• YOUR OBJECTIVE:
Go through the listing below. Copy each line that has the string "ploughed".

• STORED DATA:

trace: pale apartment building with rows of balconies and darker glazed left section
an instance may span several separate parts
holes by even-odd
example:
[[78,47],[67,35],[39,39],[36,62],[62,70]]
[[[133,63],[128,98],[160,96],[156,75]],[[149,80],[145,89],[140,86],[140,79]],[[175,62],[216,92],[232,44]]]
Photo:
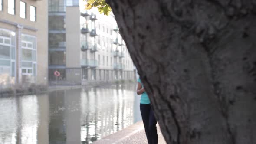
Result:
[[49,82],[86,85],[134,79],[114,16],[85,10],[85,4],[49,0]]

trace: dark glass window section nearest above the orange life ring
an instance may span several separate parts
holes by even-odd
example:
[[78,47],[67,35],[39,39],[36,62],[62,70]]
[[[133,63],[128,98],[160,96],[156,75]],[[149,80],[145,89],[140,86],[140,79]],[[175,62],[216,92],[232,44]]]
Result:
[[65,51],[49,51],[49,65],[66,65]]

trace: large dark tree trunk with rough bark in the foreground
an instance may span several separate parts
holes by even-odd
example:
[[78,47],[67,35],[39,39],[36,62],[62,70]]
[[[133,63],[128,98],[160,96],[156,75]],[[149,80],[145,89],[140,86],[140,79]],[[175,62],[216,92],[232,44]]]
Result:
[[256,0],[106,0],[168,144],[256,144]]

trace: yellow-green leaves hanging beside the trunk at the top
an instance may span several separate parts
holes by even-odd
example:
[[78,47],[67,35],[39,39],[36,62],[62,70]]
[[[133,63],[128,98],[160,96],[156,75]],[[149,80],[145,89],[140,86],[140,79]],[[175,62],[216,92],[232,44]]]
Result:
[[86,9],[90,10],[92,7],[97,7],[100,13],[108,15],[111,12],[111,7],[105,0],[87,0]]

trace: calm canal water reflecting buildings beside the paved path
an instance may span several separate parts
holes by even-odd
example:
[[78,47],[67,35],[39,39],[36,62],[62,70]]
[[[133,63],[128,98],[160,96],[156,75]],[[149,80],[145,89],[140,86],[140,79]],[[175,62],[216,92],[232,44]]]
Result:
[[135,84],[0,98],[0,144],[89,144],[141,120]]

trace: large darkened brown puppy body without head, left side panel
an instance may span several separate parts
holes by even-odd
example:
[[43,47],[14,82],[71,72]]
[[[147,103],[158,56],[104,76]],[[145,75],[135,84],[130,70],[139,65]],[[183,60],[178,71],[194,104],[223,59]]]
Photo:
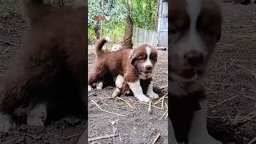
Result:
[[0,91],[0,131],[14,126],[14,110],[26,104],[30,126],[44,126],[52,112],[86,111],[86,5],[22,4],[30,26]]

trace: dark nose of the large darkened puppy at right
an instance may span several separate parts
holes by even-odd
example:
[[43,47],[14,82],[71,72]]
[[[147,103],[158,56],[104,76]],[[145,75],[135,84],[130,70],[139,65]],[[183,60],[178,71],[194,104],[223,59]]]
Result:
[[184,58],[190,66],[199,66],[203,63],[203,54],[197,51],[191,51],[185,54]]

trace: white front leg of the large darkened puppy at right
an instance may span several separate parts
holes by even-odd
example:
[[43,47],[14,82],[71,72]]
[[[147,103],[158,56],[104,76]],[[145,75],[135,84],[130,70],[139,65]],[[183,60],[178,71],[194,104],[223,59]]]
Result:
[[222,144],[208,134],[206,127],[207,100],[199,102],[201,110],[194,112],[190,127],[189,144]]

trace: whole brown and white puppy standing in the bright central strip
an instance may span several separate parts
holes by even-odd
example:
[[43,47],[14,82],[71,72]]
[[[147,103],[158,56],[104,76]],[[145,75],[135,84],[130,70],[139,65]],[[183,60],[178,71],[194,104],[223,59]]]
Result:
[[[94,69],[90,72],[88,90],[92,90],[95,83],[100,89],[102,81],[108,78],[114,78],[117,87],[112,94],[113,97],[118,96],[124,83],[126,83],[134,96],[142,102],[150,102],[150,98],[158,98],[158,94],[153,91],[152,72],[157,62],[158,53],[153,46],[140,45],[132,50],[122,49],[118,51],[102,51],[102,46],[107,42],[108,38],[101,38],[96,42],[95,54],[96,62]],[[141,80],[148,81],[146,87],[146,97],[143,94]]]

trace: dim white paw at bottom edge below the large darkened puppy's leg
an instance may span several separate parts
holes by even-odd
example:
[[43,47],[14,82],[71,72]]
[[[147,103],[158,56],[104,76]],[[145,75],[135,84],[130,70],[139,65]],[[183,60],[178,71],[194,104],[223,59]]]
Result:
[[189,144],[222,144],[210,135],[206,135],[200,138],[191,138]]

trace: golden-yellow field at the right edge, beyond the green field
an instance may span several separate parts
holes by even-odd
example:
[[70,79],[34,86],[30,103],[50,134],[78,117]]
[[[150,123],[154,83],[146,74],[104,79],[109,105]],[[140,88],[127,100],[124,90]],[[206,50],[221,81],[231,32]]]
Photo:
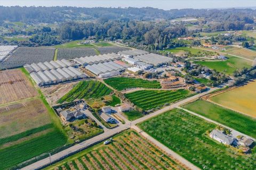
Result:
[[234,111],[256,117],[255,89],[256,81],[254,80],[244,86],[211,97],[210,101],[213,101],[214,103],[217,103]]

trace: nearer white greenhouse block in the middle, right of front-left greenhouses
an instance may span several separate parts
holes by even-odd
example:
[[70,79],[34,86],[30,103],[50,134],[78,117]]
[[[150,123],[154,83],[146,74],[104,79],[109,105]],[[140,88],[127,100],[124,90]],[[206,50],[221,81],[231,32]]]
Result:
[[[118,64],[119,63],[119,64]],[[98,63],[98,64],[92,64],[85,66],[85,69],[89,70],[93,74],[96,75],[104,75],[106,77],[106,73],[111,73],[109,75],[112,75],[113,73],[116,74],[117,71],[125,70],[128,67],[128,65],[125,65],[125,63],[120,62],[104,62],[104,63]]]

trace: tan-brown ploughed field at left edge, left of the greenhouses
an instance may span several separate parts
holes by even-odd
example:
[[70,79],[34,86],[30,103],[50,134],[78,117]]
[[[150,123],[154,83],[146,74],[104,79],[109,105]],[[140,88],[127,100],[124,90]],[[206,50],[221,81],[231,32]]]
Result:
[[33,84],[19,69],[0,71],[0,105],[37,95]]

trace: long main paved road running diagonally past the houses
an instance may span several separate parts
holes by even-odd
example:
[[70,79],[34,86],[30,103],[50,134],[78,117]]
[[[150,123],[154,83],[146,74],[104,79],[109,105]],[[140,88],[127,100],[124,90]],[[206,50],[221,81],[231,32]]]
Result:
[[[178,107],[179,105],[185,104],[185,103],[187,103],[187,102],[189,102],[189,101],[195,100],[195,99],[197,99],[197,98],[199,98],[199,97],[201,97],[201,96],[203,96],[203,95],[206,95],[206,94],[208,94],[209,92],[212,92],[213,90],[216,90],[216,89],[218,89],[218,88],[212,88],[212,89],[210,89],[210,90],[208,90],[208,91],[206,91],[206,92],[203,92],[203,93],[201,93],[201,94],[197,94],[197,95],[195,95],[195,96],[189,97],[189,98],[187,98],[187,99],[185,99],[185,100],[179,101],[178,103],[175,103],[175,104],[172,104],[172,105],[170,105],[170,106],[164,107],[163,109],[161,109],[161,110],[159,110],[159,111],[156,111],[156,112],[154,112],[154,113],[151,113],[151,114],[149,114],[149,115],[146,115],[146,116],[144,116],[144,117],[141,117],[141,118],[139,118],[138,120],[135,120],[135,121],[133,121],[133,122],[128,121],[125,117],[122,116],[122,118],[124,118],[124,120],[125,120],[125,122],[126,122],[125,124],[119,123],[119,126],[118,126],[117,128],[114,128],[114,129],[111,129],[111,130],[107,129],[104,133],[102,133],[102,134],[100,134],[100,135],[97,135],[96,137],[93,137],[93,138],[91,138],[91,139],[89,139],[89,140],[86,140],[86,141],[84,141],[84,142],[78,143],[77,145],[74,145],[73,147],[70,147],[70,148],[67,148],[67,149],[65,149],[65,150],[63,150],[63,151],[61,151],[61,152],[58,152],[57,154],[54,154],[54,155],[51,156],[51,161],[52,161],[52,162],[58,162],[59,160],[63,159],[63,157],[66,157],[67,155],[68,155],[68,156],[69,156],[69,155],[73,155],[73,154],[75,154],[76,152],[81,151],[81,150],[83,150],[83,149],[85,149],[85,148],[87,148],[87,147],[93,145],[94,143],[103,141],[103,140],[105,140],[105,139],[107,139],[107,138],[110,138],[111,136],[113,136],[113,135],[115,135],[115,134],[117,134],[117,133],[119,133],[119,132],[121,132],[121,131],[123,131],[123,130],[125,130],[125,129],[129,129],[131,126],[134,127],[134,125],[136,125],[137,123],[140,123],[140,122],[142,122],[142,121],[147,120],[148,118],[151,118],[151,117],[154,117],[154,116],[156,116],[156,115],[158,115],[158,114],[161,114],[161,113],[164,113],[164,112],[166,112],[166,111],[169,111],[170,109],[173,109],[173,108],[175,108],[175,107]],[[87,114],[87,115],[88,115],[88,114]],[[92,115],[89,115],[89,116],[92,116]],[[97,119],[95,118],[95,120],[97,120]],[[97,122],[97,123],[98,123],[98,122]],[[99,123],[99,124],[100,124],[100,123]],[[158,142],[157,140],[154,140],[154,141],[156,142],[156,143],[155,143],[156,145],[161,145],[161,143]],[[162,148],[163,148],[163,149],[166,149],[166,148],[164,148],[164,147],[162,147]],[[171,152],[170,149],[169,149],[169,151]],[[180,159],[180,158],[181,158],[180,156],[177,157],[177,159],[178,159],[181,163],[184,163],[184,164],[187,165],[188,167],[190,166],[190,164],[188,164],[187,162],[183,162],[183,159]],[[50,158],[49,158],[49,157],[47,157],[47,158],[45,158],[45,159],[42,159],[42,160],[39,160],[38,162],[33,163],[33,164],[31,164],[31,165],[28,165],[28,166],[26,166],[26,167],[23,167],[22,170],[39,169],[39,168],[41,168],[41,167],[43,167],[43,166],[46,166],[46,165],[50,165]]]

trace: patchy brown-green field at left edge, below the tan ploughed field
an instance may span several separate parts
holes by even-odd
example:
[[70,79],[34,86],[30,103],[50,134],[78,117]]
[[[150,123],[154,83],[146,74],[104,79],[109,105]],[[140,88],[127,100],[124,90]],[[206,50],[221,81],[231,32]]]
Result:
[[0,107],[0,137],[5,138],[51,123],[40,99]]

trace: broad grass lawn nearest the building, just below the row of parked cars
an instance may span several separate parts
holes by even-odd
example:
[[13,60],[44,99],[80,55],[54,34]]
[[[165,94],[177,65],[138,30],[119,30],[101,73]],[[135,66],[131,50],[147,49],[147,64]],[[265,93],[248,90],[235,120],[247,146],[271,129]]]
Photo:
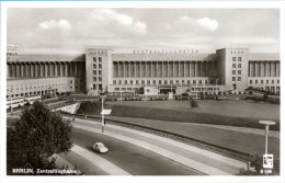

• WRITTEN ANSWER:
trace: tan-brown ploughed field at left edge, left of the greenhouses
trace: patchy brown-green field at left edge, below the tan ploughed field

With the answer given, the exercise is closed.